-- start of Extracted information --

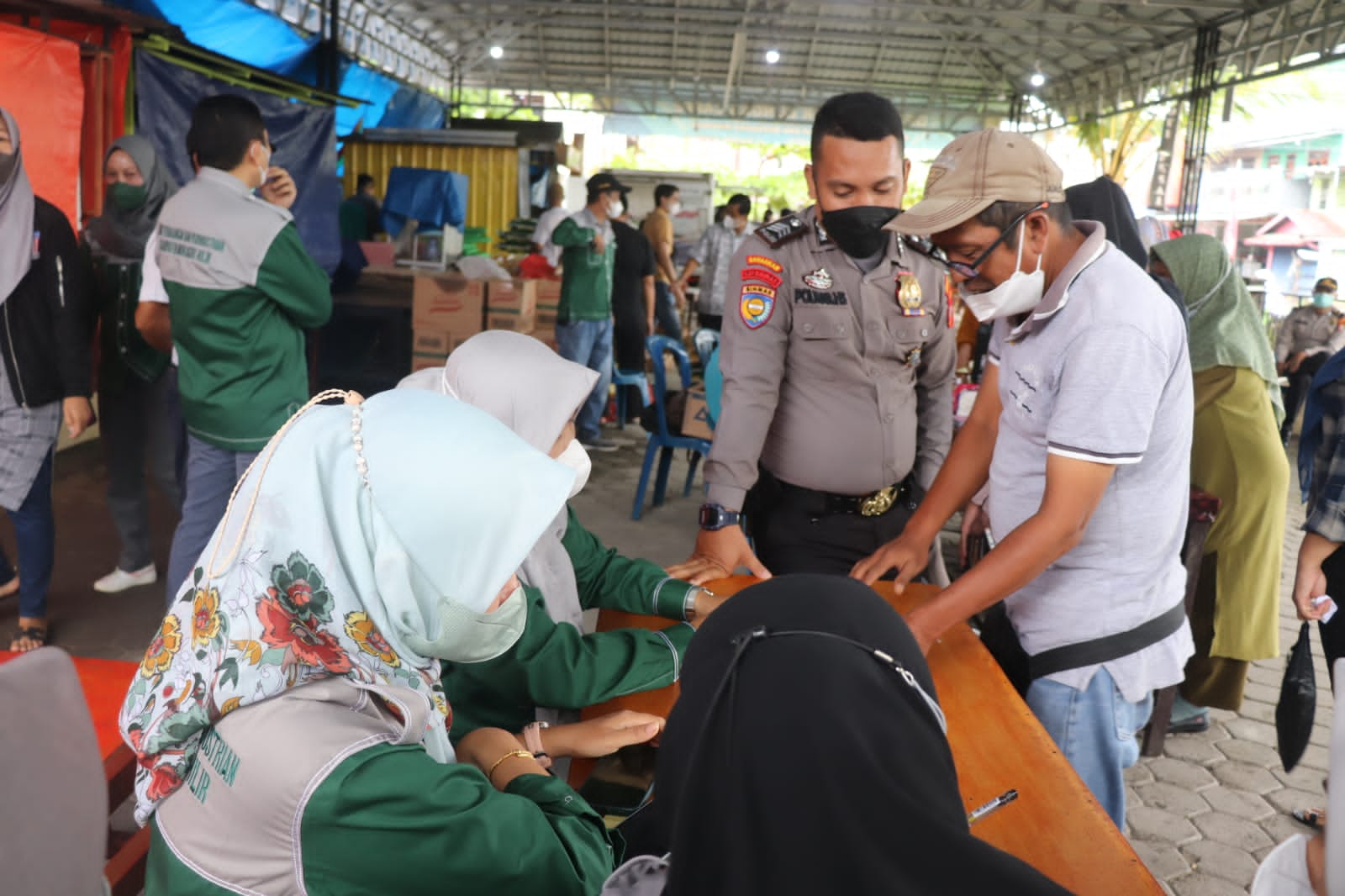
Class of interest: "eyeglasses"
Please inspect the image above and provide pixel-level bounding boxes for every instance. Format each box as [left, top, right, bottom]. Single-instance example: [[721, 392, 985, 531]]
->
[[906, 202, 1051, 280]]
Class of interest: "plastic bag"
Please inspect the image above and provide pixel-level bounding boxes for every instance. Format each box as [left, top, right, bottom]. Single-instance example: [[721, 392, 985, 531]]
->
[[1275, 623, 1316, 772]]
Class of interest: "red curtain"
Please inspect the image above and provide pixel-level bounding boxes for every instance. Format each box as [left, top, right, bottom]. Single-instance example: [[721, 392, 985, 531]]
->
[[0, 23, 85, 228]]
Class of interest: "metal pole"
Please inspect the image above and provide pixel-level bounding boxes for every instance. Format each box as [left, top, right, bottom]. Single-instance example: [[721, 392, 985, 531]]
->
[[1177, 27, 1219, 235]]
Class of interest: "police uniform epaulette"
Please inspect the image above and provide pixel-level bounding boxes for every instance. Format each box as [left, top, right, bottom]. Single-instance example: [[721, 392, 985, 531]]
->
[[756, 215, 809, 249]]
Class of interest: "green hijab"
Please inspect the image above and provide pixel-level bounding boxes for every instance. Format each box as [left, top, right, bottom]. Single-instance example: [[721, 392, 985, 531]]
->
[[1150, 235, 1284, 419]]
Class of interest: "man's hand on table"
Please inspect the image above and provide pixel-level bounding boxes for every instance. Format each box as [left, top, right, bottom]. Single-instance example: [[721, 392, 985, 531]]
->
[[542, 709, 664, 759], [667, 526, 771, 585], [850, 531, 933, 594]]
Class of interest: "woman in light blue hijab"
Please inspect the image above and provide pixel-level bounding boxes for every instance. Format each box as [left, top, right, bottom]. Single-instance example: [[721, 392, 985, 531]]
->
[[121, 390, 661, 896]]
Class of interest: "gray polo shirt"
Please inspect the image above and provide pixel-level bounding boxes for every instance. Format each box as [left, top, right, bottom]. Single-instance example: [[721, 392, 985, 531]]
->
[[987, 220, 1195, 703]]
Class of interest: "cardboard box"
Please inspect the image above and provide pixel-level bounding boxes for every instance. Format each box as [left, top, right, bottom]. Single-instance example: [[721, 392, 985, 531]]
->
[[412, 275, 486, 333], [682, 389, 715, 440]]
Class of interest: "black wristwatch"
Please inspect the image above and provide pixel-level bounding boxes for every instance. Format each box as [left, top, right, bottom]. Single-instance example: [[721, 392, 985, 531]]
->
[[701, 504, 742, 531]]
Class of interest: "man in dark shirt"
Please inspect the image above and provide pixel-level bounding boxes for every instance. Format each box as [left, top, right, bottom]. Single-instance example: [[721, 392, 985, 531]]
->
[[612, 193, 655, 417]]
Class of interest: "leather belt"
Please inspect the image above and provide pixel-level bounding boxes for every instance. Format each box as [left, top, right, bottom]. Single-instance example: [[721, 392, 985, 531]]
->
[[780, 477, 913, 517]]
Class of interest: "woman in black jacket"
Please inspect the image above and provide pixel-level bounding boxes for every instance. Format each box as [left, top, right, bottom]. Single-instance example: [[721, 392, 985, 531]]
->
[[0, 109, 92, 651]]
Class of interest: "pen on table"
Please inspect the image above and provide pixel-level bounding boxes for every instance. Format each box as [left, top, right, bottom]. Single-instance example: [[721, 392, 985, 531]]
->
[[967, 790, 1018, 825]]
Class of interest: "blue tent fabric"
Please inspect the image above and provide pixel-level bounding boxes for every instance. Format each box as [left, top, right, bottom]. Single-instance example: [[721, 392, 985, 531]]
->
[[378, 86, 444, 130], [336, 62, 401, 137], [113, 0, 318, 76], [383, 168, 467, 237], [136, 51, 341, 273]]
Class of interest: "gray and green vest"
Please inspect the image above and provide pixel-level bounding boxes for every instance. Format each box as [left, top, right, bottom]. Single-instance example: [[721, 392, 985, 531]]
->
[[156, 168, 331, 451]]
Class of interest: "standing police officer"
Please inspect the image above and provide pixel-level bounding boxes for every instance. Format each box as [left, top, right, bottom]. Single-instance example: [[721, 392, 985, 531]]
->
[[668, 92, 957, 582]]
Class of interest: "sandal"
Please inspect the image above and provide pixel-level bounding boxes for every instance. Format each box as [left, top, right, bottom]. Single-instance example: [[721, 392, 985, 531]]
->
[[9, 625, 47, 654], [1290, 809, 1327, 830]]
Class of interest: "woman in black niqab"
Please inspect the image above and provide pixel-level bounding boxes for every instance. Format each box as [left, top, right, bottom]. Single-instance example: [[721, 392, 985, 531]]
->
[[604, 574, 1067, 896]]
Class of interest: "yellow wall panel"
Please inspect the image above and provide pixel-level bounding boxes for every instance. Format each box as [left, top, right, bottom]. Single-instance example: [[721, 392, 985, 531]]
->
[[343, 140, 526, 253]]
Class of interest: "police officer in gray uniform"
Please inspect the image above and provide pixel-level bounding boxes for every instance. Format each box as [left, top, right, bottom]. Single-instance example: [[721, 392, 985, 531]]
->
[[1275, 277, 1345, 445], [670, 92, 957, 582]]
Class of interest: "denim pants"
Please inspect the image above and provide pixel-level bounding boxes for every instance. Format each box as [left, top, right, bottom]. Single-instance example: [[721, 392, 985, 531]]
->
[[0, 450, 56, 619], [98, 369, 182, 572], [650, 280, 682, 342], [1027, 667, 1154, 830], [556, 318, 612, 441], [166, 433, 260, 607]]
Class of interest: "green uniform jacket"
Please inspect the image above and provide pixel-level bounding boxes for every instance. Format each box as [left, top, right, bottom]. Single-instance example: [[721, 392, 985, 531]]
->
[[551, 208, 616, 323], [442, 510, 694, 741], [145, 744, 616, 896]]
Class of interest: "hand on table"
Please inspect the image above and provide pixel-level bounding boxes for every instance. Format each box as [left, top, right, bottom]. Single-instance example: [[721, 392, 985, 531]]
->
[[257, 166, 298, 208], [61, 396, 94, 439], [667, 526, 771, 585], [850, 534, 931, 586], [543, 709, 664, 759]]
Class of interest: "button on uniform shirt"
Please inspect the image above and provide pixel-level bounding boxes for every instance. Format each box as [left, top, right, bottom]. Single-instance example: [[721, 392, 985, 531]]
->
[[691, 222, 752, 315], [1275, 307, 1345, 363], [704, 208, 957, 509], [986, 220, 1195, 703]]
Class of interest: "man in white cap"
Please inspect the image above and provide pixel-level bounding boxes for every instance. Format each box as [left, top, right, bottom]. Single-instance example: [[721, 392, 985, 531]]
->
[[852, 130, 1193, 826]]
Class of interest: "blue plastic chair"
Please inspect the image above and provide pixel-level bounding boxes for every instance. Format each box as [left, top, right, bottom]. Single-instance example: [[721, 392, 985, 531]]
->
[[630, 336, 710, 519], [612, 367, 650, 430]]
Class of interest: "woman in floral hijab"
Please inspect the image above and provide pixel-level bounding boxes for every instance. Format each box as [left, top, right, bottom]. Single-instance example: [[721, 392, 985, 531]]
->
[[121, 390, 661, 896]]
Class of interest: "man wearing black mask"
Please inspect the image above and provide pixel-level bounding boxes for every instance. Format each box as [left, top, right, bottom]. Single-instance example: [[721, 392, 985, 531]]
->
[[668, 92, 957, 584]]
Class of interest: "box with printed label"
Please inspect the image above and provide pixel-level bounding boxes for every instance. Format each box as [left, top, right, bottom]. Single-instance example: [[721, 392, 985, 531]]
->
[[682, 389, 715, 440], [412, 275, 486, 338]]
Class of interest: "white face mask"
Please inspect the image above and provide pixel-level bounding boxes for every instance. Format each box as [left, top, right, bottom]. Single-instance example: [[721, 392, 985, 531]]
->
[[957, 222, 1047, 323], [404, 585, 527, 663], [556, 439, 593, 498]]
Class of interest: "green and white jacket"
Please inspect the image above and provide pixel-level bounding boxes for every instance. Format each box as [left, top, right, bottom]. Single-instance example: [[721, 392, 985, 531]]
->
[[155, 168, 332, 451]]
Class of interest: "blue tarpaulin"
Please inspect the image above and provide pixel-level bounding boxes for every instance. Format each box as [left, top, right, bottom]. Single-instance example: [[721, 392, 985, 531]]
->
[[136, 50, 341, 273], [383, 168, 467, 237]]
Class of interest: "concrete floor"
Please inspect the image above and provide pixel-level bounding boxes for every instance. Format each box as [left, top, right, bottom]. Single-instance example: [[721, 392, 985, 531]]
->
[[0, 428, 1332, 896]]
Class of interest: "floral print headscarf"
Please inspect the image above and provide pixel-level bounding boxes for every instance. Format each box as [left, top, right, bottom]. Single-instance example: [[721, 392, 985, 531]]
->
[[119, 390, 573, 825]]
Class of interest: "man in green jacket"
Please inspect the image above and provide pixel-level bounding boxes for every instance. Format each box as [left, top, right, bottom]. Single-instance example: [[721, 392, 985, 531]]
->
[[155, 94, 331, 604], [551, 173, 627, 451]]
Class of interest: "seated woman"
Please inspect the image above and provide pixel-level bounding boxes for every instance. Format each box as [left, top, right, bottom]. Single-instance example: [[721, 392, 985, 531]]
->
[[121, 392, 661, 896], [603, 574, 1067, 896], [1150, 235, 1289, 732], [401, 329, 721, 740]]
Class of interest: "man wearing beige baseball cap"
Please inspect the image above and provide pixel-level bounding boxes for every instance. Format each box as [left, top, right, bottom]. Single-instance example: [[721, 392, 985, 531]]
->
[[852, 130, 1193, 826]]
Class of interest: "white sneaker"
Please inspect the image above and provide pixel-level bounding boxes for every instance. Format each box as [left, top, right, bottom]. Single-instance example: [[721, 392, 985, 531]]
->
[[92, 564, 159, 594]]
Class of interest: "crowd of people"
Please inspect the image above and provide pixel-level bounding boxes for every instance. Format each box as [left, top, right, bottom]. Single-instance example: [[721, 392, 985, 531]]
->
[[8, 82, 1345, 896]]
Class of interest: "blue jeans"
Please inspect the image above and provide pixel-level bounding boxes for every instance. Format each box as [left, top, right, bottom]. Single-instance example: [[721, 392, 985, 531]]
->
[[650, 280, 682, 342], [556, 318, 612, 441], [166, 433, 258, 607], [1027, 668, 1154, 829], [0, 451, 56, 619]]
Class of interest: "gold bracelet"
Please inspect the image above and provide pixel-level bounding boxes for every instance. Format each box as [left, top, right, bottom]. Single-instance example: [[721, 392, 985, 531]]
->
[[486, 750, 535, 787]]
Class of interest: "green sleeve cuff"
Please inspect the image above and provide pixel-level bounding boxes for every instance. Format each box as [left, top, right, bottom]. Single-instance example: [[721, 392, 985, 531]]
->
[[650, 576, 695, 621]]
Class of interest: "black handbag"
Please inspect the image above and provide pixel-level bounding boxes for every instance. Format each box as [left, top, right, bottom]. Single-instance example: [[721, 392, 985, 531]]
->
[[1275, 623, 1316, 772]]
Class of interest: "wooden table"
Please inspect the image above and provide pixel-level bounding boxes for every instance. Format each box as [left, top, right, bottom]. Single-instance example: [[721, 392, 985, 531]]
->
[[0, 650, 150, 896], [570, 576, 1162, 896]]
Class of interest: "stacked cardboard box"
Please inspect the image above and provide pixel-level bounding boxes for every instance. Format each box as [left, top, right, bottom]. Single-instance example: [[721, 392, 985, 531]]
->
[[486, 280, 536, 332], [412, 273, 486, 372]]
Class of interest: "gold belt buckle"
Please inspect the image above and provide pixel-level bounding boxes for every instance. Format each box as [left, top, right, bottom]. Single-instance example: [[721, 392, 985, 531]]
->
[[859, 486, 897, 517]]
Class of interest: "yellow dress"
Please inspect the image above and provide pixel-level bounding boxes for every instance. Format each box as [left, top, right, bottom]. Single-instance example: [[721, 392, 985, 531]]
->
[[1182, 367, 1289, 709]]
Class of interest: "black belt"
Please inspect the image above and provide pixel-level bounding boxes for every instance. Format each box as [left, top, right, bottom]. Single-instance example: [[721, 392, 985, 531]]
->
[[778, 473, 915, 517], [1027, 600, 1186, 679]]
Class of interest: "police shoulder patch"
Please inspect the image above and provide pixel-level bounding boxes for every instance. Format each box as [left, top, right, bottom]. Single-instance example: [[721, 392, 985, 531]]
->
[[756, 215, 809, 249]]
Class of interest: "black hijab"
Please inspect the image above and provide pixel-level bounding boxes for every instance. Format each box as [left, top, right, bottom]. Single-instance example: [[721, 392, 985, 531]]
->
[[640, 576, 1067, 896]]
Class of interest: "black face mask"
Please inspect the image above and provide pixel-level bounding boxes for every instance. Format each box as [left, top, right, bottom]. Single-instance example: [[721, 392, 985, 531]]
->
[[822, 206, 901, 258]]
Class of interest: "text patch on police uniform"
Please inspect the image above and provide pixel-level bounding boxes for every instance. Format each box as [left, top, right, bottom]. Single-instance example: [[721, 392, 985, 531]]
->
[[738, 282, 775, 329], [741, 268, 784, 289], [746, 256, 784, 273], [794, 289, 850, 305]]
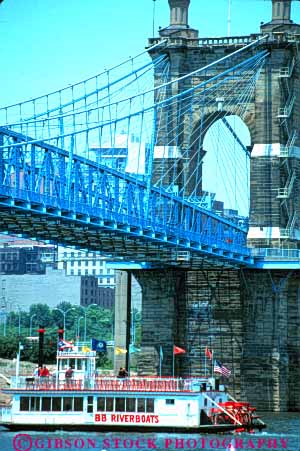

-- end of Extracted information --

> Given task:
Show every line of the listing that contains the word "belt".

> Result for this task:
Class of interest: "leather belt"
Class of interest: "gold belt buckle"
Class of interest: "black belt"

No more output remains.